The Postsecular Zombie


One research thread on an upcoming project on zombies concerns the liminal space that the undead occupy between the secular and the religious. Whilst this is often portrayed as a juxtaposition between the religious undead and the secular living, what has become more apparent as the research progresses is the ways in which the undead actually reflect a postsecular streak running within a seemingly secular urban life.

Back in 2000, in Cities of God, Graham Ward wrote about Vampires as the endpoint of an urban project wherein "our cultural horizons are crowding with hosts of angels", with immortality being the sought after goal. This is not some vague concept of "culture", but is manifested in concrete forms in our consumer goods, and in our bodies

...the brocaded, fabulous couture of Gautier, Versace, McQueen and Galliano is producing angels of all of us. Our bodies are becoming prisons for angelic souls: concepts and construals of the perfect corporeality are disciplining us in what we eat and binding us with fears of infection. The cult of sport, with its glamourisation of sweat, flesh-not-fat and sculptured muscularity...all demonstrate that we are perfecting the techniques for turning each of us into angels. We are manufacturing and manufactured by a contemporary angelology.

This consumer driven angelology, however, finds its embodiment in the vampire, which Ward regarded as the hybrid between the human and the angelic.

Collected data entries
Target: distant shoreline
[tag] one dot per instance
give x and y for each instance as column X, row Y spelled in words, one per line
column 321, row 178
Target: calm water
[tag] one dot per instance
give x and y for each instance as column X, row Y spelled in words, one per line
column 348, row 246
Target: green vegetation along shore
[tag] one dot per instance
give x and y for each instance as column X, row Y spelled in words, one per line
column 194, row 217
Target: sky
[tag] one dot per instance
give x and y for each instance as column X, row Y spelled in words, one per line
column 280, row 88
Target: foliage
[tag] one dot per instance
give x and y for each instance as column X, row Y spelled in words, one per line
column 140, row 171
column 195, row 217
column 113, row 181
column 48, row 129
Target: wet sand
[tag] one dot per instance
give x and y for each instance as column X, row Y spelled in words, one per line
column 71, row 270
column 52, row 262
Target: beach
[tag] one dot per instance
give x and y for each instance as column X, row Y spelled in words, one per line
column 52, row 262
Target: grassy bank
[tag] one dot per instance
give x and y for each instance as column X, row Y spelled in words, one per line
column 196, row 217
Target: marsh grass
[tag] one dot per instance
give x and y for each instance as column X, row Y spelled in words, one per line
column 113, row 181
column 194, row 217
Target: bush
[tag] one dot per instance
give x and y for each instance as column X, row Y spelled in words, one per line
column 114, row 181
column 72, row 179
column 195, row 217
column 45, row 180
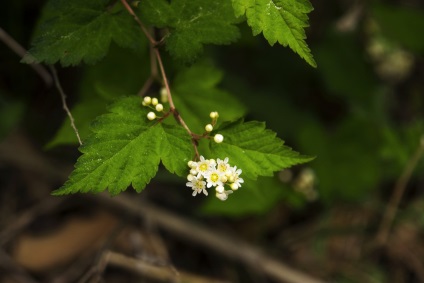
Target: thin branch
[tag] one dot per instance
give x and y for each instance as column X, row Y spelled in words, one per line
column 137, row 19
column 23, row 220
column 65, row 106
column 219, row 242
column 399, row 190
column 19, row 50
column 15, row 271
column 146, row 86
column 159, row 273
column 153, row 46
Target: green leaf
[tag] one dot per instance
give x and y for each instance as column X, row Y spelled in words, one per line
column 196, row 94
column 401, row 24
column 254, row 149
column 79, row 30
column 191, row 24
column 125, row 148
column 279, row 20
column 100, row 85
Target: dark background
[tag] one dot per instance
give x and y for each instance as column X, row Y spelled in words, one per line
column 361, row 112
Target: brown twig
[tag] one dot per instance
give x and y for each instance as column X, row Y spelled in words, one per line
column 64, row 104
column 137, row 19
column 398, row 191
column 153, row 46
column 20, row 51
column 23, row 220
column 159, row 273
column 16, row 271
column 233, row 248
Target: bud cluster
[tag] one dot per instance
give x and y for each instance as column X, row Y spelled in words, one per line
column 207, row 173
column 218, row 138
column 154, row 104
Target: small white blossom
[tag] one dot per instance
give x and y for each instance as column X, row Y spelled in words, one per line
column 214, row 115
column 208, row 128
column 190, row 177
column 213, row 178
column 218, row 138
column 151, row 116
column 155, row 101
column 203, row 167
column 147, row 100
column 222, row 166
column 235, row 178
column 220, row 189
column 198, row 186
column 207, row 173
column 159, row 107
column 163, row 95
column 224, row 195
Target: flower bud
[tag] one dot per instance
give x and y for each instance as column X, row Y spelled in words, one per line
column 220, row 189
column 208, row 128
column 214, row 115
column 147, row 100
column 159, row 107
column 218, row 138
column 151, row 116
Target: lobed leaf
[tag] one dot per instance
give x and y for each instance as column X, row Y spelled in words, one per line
column 279, row 20
column 81, row 31
column 191, row 24
column 125, row 149
column 254, row 149
column 196, row 94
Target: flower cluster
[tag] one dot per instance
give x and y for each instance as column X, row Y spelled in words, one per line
column 207, row 173
column 154, row 104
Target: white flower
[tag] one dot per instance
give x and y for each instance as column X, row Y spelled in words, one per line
column 214, row 115
column 159, row 107
column 235, row 178
column 208, row 128
column 222, row 166
column 224, row 195
column 220, row 189
column 163, row 95
column 213, row 178
column 198, row 186
column 203, row 167
column 147, row 100
column 218, row 138
column 151, row 116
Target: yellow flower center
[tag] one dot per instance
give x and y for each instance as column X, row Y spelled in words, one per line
column 222, row 167
column 203, row 167
column 214, row 177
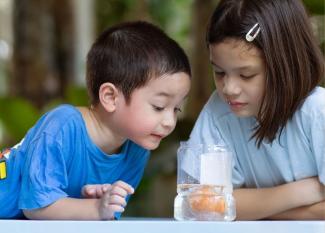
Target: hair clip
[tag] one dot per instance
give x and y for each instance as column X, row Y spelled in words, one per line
column 250, row 37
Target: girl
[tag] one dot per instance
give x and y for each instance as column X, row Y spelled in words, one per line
column 268, row 107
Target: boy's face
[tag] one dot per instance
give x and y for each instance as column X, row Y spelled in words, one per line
column 239, row 75
column 152, row 111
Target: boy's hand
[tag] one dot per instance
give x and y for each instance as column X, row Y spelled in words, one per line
column 113, row 200
column 94, row 190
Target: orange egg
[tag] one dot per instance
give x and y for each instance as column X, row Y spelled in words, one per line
column 206, row 199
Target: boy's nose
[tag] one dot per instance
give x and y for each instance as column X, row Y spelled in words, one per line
column 169, row 120
column 231, row 87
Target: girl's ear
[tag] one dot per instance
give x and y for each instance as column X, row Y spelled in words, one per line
column 108, row 95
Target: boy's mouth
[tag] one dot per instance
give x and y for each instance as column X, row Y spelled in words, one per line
column 158, row 136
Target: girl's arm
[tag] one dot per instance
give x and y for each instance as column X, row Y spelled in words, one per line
column 252, row 204
column 310, row 212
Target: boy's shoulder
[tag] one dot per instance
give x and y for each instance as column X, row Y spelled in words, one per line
column 56, row 120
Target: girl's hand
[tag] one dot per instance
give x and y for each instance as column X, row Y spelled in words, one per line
column 113, row 200
column 94, row 190
column 311, row 190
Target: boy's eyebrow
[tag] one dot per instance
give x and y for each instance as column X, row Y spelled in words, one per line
column 164, row 94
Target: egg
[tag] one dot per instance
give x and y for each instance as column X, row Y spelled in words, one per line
column 205, row 199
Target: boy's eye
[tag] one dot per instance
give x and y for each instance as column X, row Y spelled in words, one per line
column 219, row 74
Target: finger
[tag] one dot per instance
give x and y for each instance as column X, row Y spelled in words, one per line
column 117, row 200
column 88, row 191
column 117, row 190
column 106, row 187
column 128, row 188
column 116, row 208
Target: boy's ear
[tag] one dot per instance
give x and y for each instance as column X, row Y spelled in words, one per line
column 108, row 95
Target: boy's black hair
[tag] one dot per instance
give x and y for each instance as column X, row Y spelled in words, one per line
column 293, row 60
column 128, row 55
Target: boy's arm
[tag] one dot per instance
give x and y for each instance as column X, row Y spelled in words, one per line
column 252, row 204
column 310, row 212
column 103, row 208
column 67, row 208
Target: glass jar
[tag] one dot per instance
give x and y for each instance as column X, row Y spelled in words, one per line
column 204, row 188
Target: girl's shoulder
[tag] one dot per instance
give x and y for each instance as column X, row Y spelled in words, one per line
column 315, row 102
column 217, row 107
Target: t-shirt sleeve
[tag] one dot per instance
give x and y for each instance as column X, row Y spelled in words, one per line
column 206, row 131
column 135, row 172
column 44, row 176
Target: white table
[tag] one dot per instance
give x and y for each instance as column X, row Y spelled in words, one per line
column 141, row 225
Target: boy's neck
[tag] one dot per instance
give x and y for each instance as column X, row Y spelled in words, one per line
column 99, row 132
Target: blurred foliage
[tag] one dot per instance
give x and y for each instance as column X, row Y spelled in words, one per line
column 315, row 6
column 19, row 115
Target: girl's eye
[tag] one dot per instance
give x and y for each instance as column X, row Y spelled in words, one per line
column 158, row 109
column 219, row 73
column 247, row 76
column 177, row 110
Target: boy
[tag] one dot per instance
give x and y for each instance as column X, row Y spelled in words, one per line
column 137, row 78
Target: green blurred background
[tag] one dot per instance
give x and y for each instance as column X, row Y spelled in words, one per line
column 43, row 45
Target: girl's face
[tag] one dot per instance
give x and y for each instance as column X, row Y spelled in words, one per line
column 239, row 75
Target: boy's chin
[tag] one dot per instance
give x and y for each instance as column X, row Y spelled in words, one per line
column 150, row 145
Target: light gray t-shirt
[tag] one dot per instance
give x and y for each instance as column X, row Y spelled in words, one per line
column 299, row 154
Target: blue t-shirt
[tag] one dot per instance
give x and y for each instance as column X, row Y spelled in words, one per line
column 299, row 153
column 57, row 158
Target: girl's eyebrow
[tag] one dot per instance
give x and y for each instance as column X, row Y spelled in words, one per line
column 237, row 68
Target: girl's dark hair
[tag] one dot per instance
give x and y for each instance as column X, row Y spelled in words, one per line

WHAT YOU NEED TO DO
In the passage on the postsecular zombie, what did Ward regard the vampire as? These items have nothing to do with the passage on the postsecular zombie.

TASK RESULT
The hybrid between the human and the angelic.